### Problems and tasks
- 1) Update the editorial on the Jetton era by rewriting everything from "Sunday editorial: The" down to "over their legislation.", with "Legislature" replaced by "General Assembly".
- 2) In the editorial on the Jetton era, how many of the 163 members of the Missouri House elected in 2000 were freshmen?

### Page excerpt

#####

Sunday editorial: The sad legacy of the Jetton era
In the general election of 2000, the full impact of the term limits Missouri voters had imposed on their state Legislature eight years earlier kicked in. Ninety of the 163 members of the Missouri House elected in 2000 were freshmen. Among them was an ambitious 33-year-old real estate broker from Marble Hill named Rodney Allen Jetton.
Over the next eight years, no one would do more to alter the focus of Missouri government than would Rod Jetton. He became a friend to the business community and foe of the state’s uninsured working parents. He monetized his public service, giving up real estate and setting up a practice as a “political consultant,” helping elect fellow legislators to higher office even as he exercised life-and-death control over their legislation.

#####

### Information
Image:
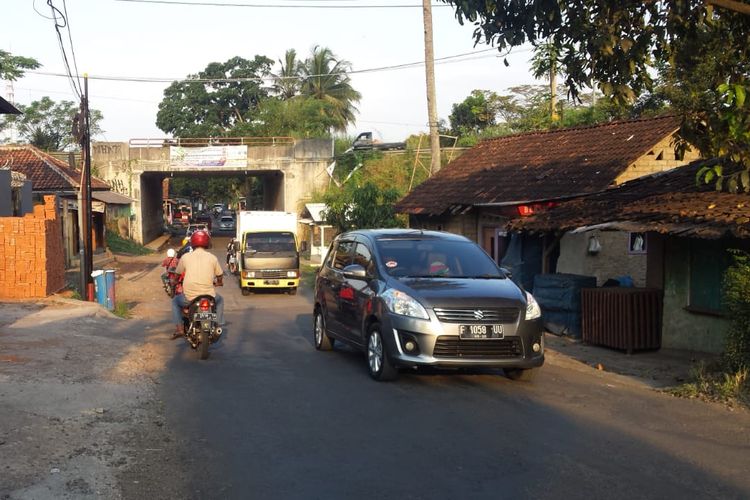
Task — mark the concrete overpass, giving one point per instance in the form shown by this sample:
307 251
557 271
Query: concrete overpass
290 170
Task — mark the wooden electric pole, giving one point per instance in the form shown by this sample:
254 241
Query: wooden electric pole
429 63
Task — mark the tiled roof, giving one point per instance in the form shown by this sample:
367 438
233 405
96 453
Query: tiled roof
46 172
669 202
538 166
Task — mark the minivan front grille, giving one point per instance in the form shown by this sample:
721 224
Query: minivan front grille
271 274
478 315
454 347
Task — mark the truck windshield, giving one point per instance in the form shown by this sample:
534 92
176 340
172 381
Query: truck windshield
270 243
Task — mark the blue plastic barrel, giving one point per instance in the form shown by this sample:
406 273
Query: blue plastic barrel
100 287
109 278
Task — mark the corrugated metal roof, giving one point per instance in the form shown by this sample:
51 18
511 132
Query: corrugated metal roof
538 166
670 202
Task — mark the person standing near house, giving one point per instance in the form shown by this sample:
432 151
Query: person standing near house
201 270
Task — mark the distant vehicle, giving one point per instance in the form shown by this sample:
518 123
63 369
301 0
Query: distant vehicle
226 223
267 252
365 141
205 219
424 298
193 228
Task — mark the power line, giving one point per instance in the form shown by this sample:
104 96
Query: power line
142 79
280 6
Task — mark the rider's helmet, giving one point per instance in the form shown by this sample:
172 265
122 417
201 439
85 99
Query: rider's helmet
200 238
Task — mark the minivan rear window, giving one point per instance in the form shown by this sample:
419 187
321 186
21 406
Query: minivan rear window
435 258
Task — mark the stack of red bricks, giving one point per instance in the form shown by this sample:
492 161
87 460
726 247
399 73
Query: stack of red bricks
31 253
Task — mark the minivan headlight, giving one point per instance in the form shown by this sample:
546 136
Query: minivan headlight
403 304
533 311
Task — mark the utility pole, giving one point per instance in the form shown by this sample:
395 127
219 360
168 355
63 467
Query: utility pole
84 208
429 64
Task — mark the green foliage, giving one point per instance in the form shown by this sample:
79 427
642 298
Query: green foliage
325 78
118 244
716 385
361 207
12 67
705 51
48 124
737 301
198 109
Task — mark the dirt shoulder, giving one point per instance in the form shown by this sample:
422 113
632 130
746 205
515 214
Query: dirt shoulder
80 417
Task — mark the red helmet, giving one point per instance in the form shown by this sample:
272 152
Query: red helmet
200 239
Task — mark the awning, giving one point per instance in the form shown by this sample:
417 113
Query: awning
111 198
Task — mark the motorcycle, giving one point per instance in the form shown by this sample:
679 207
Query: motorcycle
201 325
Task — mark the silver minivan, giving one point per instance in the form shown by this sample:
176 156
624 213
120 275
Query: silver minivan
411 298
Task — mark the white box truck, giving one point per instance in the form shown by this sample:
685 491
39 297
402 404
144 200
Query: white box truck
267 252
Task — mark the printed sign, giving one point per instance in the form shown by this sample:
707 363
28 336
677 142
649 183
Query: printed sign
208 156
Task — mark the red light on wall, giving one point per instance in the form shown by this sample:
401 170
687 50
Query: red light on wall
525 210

#####

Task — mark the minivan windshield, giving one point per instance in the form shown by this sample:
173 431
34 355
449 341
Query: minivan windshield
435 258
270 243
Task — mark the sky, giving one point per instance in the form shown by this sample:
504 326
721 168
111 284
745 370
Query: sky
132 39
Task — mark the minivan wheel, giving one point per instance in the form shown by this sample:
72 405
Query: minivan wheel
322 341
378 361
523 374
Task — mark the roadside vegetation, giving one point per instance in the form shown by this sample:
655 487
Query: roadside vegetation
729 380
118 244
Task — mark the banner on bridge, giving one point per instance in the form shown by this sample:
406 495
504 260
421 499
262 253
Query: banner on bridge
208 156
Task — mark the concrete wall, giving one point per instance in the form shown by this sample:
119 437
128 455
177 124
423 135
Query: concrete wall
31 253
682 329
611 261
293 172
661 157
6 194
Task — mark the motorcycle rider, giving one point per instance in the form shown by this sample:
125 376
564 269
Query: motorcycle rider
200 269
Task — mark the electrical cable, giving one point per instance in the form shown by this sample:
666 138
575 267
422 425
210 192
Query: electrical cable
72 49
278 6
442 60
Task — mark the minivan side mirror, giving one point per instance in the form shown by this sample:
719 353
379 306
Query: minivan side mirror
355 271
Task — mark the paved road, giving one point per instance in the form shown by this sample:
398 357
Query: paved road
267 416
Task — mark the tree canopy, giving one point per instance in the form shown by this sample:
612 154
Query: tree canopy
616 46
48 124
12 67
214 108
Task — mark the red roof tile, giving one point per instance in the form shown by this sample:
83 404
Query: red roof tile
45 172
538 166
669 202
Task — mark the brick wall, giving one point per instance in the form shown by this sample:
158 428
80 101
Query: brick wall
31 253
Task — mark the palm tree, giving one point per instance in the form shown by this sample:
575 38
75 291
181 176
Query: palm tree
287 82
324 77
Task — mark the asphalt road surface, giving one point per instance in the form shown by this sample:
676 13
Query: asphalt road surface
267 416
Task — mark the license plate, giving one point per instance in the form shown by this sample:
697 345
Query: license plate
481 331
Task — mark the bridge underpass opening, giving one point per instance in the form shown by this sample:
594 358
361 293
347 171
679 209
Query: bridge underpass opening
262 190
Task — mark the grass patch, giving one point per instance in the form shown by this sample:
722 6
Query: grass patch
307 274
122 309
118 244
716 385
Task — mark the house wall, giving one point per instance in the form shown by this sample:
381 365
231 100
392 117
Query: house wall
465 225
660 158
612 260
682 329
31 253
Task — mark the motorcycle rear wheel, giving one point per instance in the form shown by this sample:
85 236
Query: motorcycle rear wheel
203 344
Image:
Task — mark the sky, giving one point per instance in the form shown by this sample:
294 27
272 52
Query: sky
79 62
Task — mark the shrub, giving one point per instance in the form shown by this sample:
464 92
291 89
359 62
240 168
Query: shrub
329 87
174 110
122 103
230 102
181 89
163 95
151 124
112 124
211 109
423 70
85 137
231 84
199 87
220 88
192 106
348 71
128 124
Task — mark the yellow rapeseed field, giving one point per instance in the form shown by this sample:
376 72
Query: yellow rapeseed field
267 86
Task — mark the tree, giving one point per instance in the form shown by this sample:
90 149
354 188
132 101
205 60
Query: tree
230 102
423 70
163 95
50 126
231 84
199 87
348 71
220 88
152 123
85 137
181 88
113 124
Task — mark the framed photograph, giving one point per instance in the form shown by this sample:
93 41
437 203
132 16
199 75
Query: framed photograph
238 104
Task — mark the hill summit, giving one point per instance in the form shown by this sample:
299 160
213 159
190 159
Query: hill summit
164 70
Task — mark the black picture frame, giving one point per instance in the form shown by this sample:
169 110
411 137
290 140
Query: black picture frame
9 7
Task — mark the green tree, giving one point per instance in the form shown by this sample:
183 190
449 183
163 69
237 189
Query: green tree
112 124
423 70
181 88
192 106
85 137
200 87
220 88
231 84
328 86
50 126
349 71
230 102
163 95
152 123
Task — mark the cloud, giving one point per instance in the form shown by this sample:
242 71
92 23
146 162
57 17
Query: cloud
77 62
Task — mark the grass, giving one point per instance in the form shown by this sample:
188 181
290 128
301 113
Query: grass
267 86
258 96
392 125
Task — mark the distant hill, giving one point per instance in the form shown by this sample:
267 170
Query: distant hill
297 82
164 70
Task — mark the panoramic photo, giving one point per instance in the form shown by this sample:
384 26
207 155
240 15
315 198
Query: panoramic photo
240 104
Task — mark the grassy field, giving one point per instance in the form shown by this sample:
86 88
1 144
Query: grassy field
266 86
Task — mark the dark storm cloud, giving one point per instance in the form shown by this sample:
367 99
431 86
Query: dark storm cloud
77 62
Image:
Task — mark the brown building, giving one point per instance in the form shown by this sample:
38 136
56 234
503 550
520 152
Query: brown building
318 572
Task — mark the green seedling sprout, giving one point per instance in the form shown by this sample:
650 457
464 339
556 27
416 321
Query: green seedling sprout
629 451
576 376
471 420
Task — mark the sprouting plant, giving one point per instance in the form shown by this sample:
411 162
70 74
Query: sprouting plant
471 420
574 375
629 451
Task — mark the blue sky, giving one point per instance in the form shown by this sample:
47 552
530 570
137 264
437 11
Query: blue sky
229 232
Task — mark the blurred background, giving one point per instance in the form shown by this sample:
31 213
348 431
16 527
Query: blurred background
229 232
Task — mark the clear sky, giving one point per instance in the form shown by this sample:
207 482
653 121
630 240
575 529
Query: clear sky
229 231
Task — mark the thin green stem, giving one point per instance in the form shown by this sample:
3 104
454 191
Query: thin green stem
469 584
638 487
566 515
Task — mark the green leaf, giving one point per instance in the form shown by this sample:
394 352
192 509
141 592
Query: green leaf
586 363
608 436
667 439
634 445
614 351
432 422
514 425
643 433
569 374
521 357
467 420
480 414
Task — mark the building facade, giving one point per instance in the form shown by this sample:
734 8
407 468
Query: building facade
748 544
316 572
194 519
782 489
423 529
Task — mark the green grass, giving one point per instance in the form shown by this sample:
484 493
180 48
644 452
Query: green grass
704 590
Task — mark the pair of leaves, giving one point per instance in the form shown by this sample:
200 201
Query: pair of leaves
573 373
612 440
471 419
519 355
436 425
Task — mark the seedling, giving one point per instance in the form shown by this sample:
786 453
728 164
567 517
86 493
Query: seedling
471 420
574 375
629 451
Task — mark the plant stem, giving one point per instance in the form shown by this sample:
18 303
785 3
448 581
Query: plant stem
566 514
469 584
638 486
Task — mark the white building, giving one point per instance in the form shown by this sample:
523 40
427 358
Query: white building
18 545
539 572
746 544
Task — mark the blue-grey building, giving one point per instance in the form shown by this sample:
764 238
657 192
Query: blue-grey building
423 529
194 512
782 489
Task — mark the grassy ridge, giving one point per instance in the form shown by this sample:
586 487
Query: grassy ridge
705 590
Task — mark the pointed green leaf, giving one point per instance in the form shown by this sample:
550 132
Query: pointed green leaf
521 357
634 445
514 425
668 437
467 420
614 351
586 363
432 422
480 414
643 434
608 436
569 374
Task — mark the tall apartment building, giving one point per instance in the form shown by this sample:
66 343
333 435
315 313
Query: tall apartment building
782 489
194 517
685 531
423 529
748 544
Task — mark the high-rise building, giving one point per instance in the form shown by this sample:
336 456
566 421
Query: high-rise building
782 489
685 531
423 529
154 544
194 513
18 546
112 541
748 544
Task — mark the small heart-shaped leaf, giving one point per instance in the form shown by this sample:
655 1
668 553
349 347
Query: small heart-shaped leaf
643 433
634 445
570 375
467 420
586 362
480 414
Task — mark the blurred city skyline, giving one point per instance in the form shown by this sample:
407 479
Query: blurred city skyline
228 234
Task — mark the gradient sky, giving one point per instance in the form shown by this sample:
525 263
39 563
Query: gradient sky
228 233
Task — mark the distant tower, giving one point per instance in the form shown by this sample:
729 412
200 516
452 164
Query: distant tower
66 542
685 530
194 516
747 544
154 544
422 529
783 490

#####

### Solutions below
- 1)
Sunday editorial: The sad legacy of the Jetton era
In the general election of 2000, the full impact of the term limits Missouri voters had imposed on their state General Assembly eight years earlier kicked in. Ninety of the 163 members of the Missouri House elected in 2000 were freshmen. Among them was an ambitious 33-year-old real estate broker from Marble Hill named Rodney Allen Jetton.
Over the next eight years, no one would do more to alter the focus of Missouri government than would Rod Jetton. He became a friend to the business community and foe of the state’s uninsured working parents. He monetized his public service, giving up real estate and setting up a practice as a “political consultant,” helping elect fellow legislators to higher office even as he exercised life-and-death control over their legislation.

- 2) Ninety